(Photo: Emily Schneider)
“We had no idea how pressing these issues would be when this conversation started,” remarked Dan Justin, the director of the Institute on the Common Good (ICG) at Regis University.
Justin was introducing reformed Neo-Nazi Christian Picciolini to a group of Regis students on Tuesday, Sep. 12 in the chapel. Picciolini described his life story and how he came to be who he is now.
Living in Chicago during 1987 at the age of just 14, Picciolini was recruited by the first white-supremacist skinhead group in America. From there, he rose through the ranks to become the leader of the group at 16 after all the adults in the group were sent to prison for the murder of a woman.
Picciolini explained that growing up he had always been an outsider. He was alone and despondent. He explained that now he recognizes those hateful ideologies as wrong, but at the time, it was not the ideas that drew him in. It was the sense of belonging that he had never experienced before. The skinheads paid attention to him, and trusted him, making him a part of their community.
He coined a term for these feelings of loneliness of inadequacies: potholes. Potholes are anything that takes us off our path or changes our direction. Picciolini says we are all continuously searching to fill the potholes in ourselves or our lives, and that potholes are often reasons people turn towards extremism, in any form.
As he got older, Picciolini fell in love, married, and had two kids. For this reason, he started to take a step back from the Neo-Nazi group by opening a record store. There he sold mainly white power music but also included genres of hip hop, punk rock, and heavy metal.
Selling these genres brought in a more diverse group of people than Picciolini had ever experienced. He describes the people selling this music attracted as those whom he had treated the worst. Picciolini reflects, “I was shown compassion when I least deserved it, and from the people, I least deserved it from.”
The diverse customers acted compassionately toward him - engaging in meaningful conversation. Slowly they became some of his best friends.
Picciolini had found a sense of community with the people he had taught others to hate. He had found community with African Americans, immigrants, people of all religions that treated him with humanity. After years of practicing and preaching hate towards people that were not similar to him, his customers showed him a more positive community that celebrated diversities and engaged in their differences.

Data extracts –
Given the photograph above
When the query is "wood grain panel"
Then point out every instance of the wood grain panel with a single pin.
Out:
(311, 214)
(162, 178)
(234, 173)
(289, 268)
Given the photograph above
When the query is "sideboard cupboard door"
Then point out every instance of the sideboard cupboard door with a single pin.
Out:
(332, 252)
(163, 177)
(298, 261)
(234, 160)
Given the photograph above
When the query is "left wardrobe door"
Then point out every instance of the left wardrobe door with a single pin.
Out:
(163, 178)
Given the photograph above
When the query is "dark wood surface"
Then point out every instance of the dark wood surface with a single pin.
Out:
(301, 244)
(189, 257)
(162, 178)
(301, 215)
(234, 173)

Activity list –
- A) Answer these about the Picciolini article:
(i) How old was Picciolini when the white-supremacist skinhead group recruited him?
(ii) What term did he coin for feelings of loneliness and inadequacy?
(iii) What business did he open when he started to step back from the Neo-Nazi group?
- B) Quote the part of the Picciolini article that opens with the words containing "(Photo: Emily Schneider)" and closes with "of a woman.".
The entries have no connection to the Picciolini article.

Exercise results –
- A)
(i) 14
(ii) Potholes
(iii) A record store

- B)
(Photo: Emily Schneider)
“We had no idea how pressing these issues would be when this conversation started,” remarked Dan Justin, the director of the Institute on the Common Good (ICG) at Regis University.
Justin was introducing reformed Neo-Nazi Christian Picciolini to a group of Regis students on Tuesday, Sep. 12 in the chapel. Picciolini described his life story and how he came to be who he is now.
Living in Chicago during 1987 at the age of just 14, Picciolini was recruited by the first white-supremacist skinhead group in America. From there, he rose through the ranks to become the leader of the group at 16 after all the adults in the group were sent to prison for the murder of a woman.